→ Lines of data
==*==

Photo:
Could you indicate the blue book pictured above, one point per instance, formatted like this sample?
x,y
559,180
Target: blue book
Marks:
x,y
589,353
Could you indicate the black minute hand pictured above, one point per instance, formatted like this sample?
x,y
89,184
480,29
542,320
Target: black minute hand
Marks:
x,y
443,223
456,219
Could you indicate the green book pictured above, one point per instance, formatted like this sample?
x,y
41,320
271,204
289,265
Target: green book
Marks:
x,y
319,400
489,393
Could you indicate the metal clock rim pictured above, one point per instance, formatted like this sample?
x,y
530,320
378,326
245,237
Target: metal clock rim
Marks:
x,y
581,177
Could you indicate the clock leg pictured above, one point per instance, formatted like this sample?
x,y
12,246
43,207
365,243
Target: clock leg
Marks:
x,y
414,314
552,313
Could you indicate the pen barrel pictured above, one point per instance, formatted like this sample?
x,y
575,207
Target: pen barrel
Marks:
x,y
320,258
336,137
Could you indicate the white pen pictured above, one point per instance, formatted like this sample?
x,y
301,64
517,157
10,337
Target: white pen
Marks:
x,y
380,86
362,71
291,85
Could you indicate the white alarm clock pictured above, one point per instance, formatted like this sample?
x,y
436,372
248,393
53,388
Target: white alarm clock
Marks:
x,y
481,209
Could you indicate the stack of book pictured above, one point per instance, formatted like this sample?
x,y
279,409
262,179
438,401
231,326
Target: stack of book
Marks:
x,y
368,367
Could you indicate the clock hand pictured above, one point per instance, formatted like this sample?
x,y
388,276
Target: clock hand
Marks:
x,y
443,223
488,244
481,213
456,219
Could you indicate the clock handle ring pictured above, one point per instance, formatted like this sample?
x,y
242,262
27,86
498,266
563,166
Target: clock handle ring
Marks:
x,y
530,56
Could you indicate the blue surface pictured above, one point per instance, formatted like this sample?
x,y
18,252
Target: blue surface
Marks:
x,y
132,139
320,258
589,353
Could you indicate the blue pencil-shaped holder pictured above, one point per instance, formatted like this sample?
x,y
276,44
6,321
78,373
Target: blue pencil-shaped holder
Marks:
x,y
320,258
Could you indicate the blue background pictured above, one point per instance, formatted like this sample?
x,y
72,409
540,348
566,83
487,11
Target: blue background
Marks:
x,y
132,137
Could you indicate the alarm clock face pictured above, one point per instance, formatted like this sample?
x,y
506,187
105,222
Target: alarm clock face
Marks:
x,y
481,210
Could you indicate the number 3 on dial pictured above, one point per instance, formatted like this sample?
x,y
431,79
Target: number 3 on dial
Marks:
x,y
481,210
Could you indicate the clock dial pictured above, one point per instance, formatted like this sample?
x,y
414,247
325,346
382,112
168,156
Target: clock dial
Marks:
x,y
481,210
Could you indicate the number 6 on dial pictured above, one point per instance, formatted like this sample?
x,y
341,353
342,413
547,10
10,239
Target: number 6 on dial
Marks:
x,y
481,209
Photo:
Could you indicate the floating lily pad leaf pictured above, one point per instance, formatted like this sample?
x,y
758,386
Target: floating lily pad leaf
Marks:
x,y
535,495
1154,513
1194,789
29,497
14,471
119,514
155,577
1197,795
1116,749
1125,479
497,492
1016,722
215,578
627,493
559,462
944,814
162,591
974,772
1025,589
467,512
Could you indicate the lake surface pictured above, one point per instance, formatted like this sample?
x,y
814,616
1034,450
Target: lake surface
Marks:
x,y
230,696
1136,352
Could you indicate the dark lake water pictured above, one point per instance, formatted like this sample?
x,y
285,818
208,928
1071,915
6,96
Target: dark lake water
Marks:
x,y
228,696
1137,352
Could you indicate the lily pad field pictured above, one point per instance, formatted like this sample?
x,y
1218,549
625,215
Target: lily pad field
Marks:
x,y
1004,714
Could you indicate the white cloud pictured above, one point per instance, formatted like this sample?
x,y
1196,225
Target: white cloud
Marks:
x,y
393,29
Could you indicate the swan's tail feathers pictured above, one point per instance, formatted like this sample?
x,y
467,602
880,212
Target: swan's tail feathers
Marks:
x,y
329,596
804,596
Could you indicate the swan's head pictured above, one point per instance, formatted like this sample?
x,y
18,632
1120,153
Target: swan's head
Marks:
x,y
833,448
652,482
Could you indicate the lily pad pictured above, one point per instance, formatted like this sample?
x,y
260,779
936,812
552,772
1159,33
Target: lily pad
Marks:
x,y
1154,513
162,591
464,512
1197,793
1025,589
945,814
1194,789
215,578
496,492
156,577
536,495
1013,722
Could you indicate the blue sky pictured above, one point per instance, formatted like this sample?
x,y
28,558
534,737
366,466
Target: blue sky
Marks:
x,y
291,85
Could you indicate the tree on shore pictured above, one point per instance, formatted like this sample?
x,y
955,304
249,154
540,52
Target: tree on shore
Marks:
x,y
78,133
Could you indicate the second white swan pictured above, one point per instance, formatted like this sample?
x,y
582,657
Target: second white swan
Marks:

==*==

→ Your objective
Quote every line of the data, word for word.

→ Exercise output
Photo:
Could you indicate the blue book pictured above, one point per instance, formatted like this sample?
x,y
559,180
Target: blue book
Marks:
x,y
589,353
Could you indicate the black minute hand pictured above, one point per instance, formatted like this sample?
x,y
89,184
480,29
542,320
Target: black minute hand
Marks:
x,y
443,223
456,219
Could you indicate the green book pictured above, one point per instance, formatted like this sample?
x,y
41,320
271,204
289,265
Target: green book
Marks:
x,y
319,400
489,393
Could you indicate the metal clock rim pictured above, one point per instance, formatted like this sample?
x,y
530,320
378,326
245,237
Target: metal clock rim
Marks:
x,y
581,177
Could you indicate the clock leg pictured above, one point per instance, formatted like this sample?
x,y
12,246
43,207
365,243
Target: clock leg
Marks:
x,y
414,314
552,313
Could you indicate the pen barrel pictured above, one point per instance, formatted like this sample?
x,y
575,207
Target: pen barrel
Marks:
x,y
320,258
336,137
Could you indicate the white pen pictured above, one point per instance, formatted like this sample?
x,y
301,64
517,157
10,337
Target: white pen
Marks:
x,y
380,86
362,71
291,85
Could you indicate the white alarm clock pictured above, one point per instance, formatted like this sample?
x,y
436,372
248,393
53,388
Target: white alarm clock
Marks:
x,y
481,209
Could you indicate the stack of book pictured above, one point per instance, formatted like this sample?
x,y
279,409
262,179
438,401
231,326
Target: stack of book
Marks:
x,y
368,367
Could you indicate the clock hand pictured above, one point per instance, formatted like this sample?
x,y
388,276
Target: clock hand
Marks:
x,y
443,223
488,244
481,213
456,219
Could you indicate the clock handle ring pictured above, one point per instance, formatted like this sample?
x,y
242,262
27,86
498,266
563,166
Target: clock handle ring
Marks:
x,y
530,56
Could you indicate the blue surface pictured above, one point per instance, formatted like this sample?
x,y
18,252
Target: blue surface
Marks:
x,y
132,139
320,258
589,353
Could you indicate the blue pencil-shaped holder pictured above, one point per instance, formatted like this sample?
x,y
276,44
6,321
78,373
Target: blue pencil-shaped holder
Marks:
x,y
320,258
Could you indicate the blue background pictured above, one point per instance, formatted like this sample?
x,y
72,409
540,348
566,83
487,11
Target: blue background
Marks:
x,y
132,137
Could you indicate the alarm clock face pictured above, one point per instance, formatted like this sample?
x,y
506,187
105,222
Target: alarm clock face
Marks:
x,y
481,210
Could you indicate the number 3 on dial pictured above, one point per instance, formatted like this sample?
x,y
431,79
Target: number 3 on dial
Marks:
x,y
481,210
Could you indicate the clock dial pictured above, one point per instance, formatted like this sample?
x,y
414,247
325,346
382,112
168,156
Target: clock dial
Marks:
x,y
481,210
Could you indicate the number 6 on dial pictured above, one point per instance, formatted like this sample?
x,y
341,353
342,413
547,10
10,239
Target: number 6 on dial
Marks:
x,y
481,209
Photo:
Could you indicate the floating lily pad leaf pictured above, one point per instance, formatted like this sample?
x,y
758,386
Target: floating lily pad leaf
Marks:
x,y
535,495
1154,513
1194,789
29,497
14,471
119,514
155,577
1197,795
1116,749
1125,479
497,492
1016,722
215,578
627,493
559,462
944,814
162,591
974,772
1025,589
467,512
Could you indicate the lake surface pictured above, one point per instance, formatted like this sample?
x,y
814,616
1034,450
Target: lake surface
Marks:
x,y
230,696
1136,352
Could you indicate the dark lake water pictured above, one point per instance, formatted like this sample?
x,y
285,818
208,928
1071,915
6,96
Target: dark lake water
Marks:
x,y
228,696
1137,352
Could you indicate the lily pad field pictured above, one point per instance, formatted like this sample?
x,y
1218,549
625,215
Target: lily pad field
Marks:
x,y
1004,714
Could you indicate the white cloud pictured above, one point per instance, formatted like this sample?
x,y
1196,225
Target: white cloud
Marks:
x,y
393,29
Could you indicate the swan's tail feathers pictured above, one point per instance, formatted like this sample?
x,y
467,602
880,212
Target: swan's tail feathers
Marks:
x,y
329,596
804,596
Could you indicate the swan's head pictured above, one point per instance, formatted like this sample?
x,y
18,632
1120,153
Target: swan's head
Marks:
x,y
833,448
652,482
Could you indicate the lily pad pictured above, one point per instance, formatted like this sample?
x,y
260,779
936,812
552,772
1159,33
Target: lily pad
Marks:
x,y
1154,513
162,591
464,512
1197,793
1025,589
945,814
1194,789
215,578
496,492
156,577
536,495
1013,722
Could you indicate the blue sky pictured above, one point per instance, formatted like this sample?
x,y
28,558
534,737
366,466
Target: blue sky
Marks:
x,y
291,85
Could you indicate the tree on shore pictured above, one point per instance, formatted like this sample?
x,y
955,304
249,154
540,52
Target: tree on shore
Marks:
x,y
78,133
Could you indicate the second white swan pictured above, one point per instance, formatted like this sample?
x,y
582,657
Target: second white swan
Marks:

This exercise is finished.